Tasks for this exercise:
• A. Reproduce the stretch of the main.rs passage below from "let source = if" through "input.filename().to_string()".
• B. Answer these questions using the main.rs passage below:
(i) What process exit code is used when evaluating the AST returns an error?
(ii) What name is given to the source when the input is read from stdin?
(iii) What log level filter is set when the debug argument is on?
-- Start of Passage provided --
Usage: jp-lox tokenize [INPUT]

Arguments:
  [INPUT]  The input file (or - for stdin)

Options:
  -h, --help  Print help

That’s not bad!

The for the rest of main.rs, we basically load the input file (handling - as stdin as well, to better match testit) and then run through each step in turn. If that’s the step we stop at, print it’s output and exit.

fn main() -> Result<()> {
    let args = Args::parse();
    if args.debug {
        env_logger::Builder::new()
            .filter_level(log::LevelFilter::Debug)
            .init();
    } else {
        env_logger::init();
    }

    // ----- Shared filename / contents loading -----

    let source = if args.input.is_none() {
        let name = "<stdin>".to_string();
        let mut contents = String::new();
        std::io::stdin().read_to_string(&mut contents)?;
        NamedSource::new(name, contents)
    } else {
        let input = args.input.unwrap();
        let name = if input.is_file() {
            input.filename().to_string()
        } else {
            "<stdin>".to_string()
        };
        let contents = input.contents()?;
        NamedSource::new(name, contents)
    };

    // ----- Tokenizing -----

    log::debug!("Tokenizing...");
    let mut tokenizer = Tokenizer::new(&source.bytes);

    if let Command::Tokenize = args.command {
        for token in &mut tokenizer {
            println!("{}", token.code_crafters_format());
        }

        if tokenizer.had_errors() {
            for error in tokenizer.iter_errors() {
                eprintln!("{}", error);
            }
            std::process::exit(65);
        }

        return Ok(());
    }

    // ----- Parsing -----

    log::debug!("Parsing...");
    let mut parser = Parser::from(tokenizer);

    let ast = match parser.parse() {
        Ok(ast) => ast,
        Err(e) => {
            eprintln!("{}", e);
            std::process::exit(65);
        }
    };

    if parser.tokenizer_had_errors() {
        for error in parser.tokenizer_iter_errors() {
            eprintln!("{}", error);
        }
        std::process::exit(65);
    }

    if let Command::Parse = args.command {
        println!("{}", ast);
        return Ok(());
    }

    // ----- Evaluating -----

    match args.command {
        Command::Evaluate | Command::Run => {
            let mut env = EnvironmentStack::new();
            let output = match ast.evaluate(&mut env) {
                Ok(value) => value,
                Err(e) => {
                    eprintln!("{}", e);
                    std::process::exit(70);
                }
            };

            // Eval prints the last command, run doesn't
            // For *reasons* numbers should't print .0 here
            if let Command::Evaluate = args.command {
                match output {
                    values::Value::Number(n) => println!("{n}"),
                    _ => println!("{}", output),
                }
            } else if let Command::Run = args.command {
                // Do nothing
            }
        }
        _ => {}
    }

    // Success (so far)
-- End of Passage provided --
-- Start of Data extract --
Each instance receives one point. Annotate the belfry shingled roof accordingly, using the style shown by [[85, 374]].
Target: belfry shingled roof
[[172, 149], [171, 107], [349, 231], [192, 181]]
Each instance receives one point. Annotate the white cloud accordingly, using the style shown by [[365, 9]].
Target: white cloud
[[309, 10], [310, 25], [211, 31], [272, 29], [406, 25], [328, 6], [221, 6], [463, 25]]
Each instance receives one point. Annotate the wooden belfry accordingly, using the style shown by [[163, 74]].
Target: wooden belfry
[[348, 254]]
-- End of Data extract --
Answers for the tasks:
• A.
let source = if args.input.is_none() {
        let name = "<stdin>".to_string();
        let mut contents = String::new();
        std::io::stdin().read_to_string(&mut contents)?;
        NamedSource::new(name, contents)
    } else {
        let input = args.input.unwrap();
        let name = if input.is_file() {
            input.filename().to_string()

• B.
(i) 70
(ii) "<stdin>"
(iii) Debug (log::LevelFilter::Debug)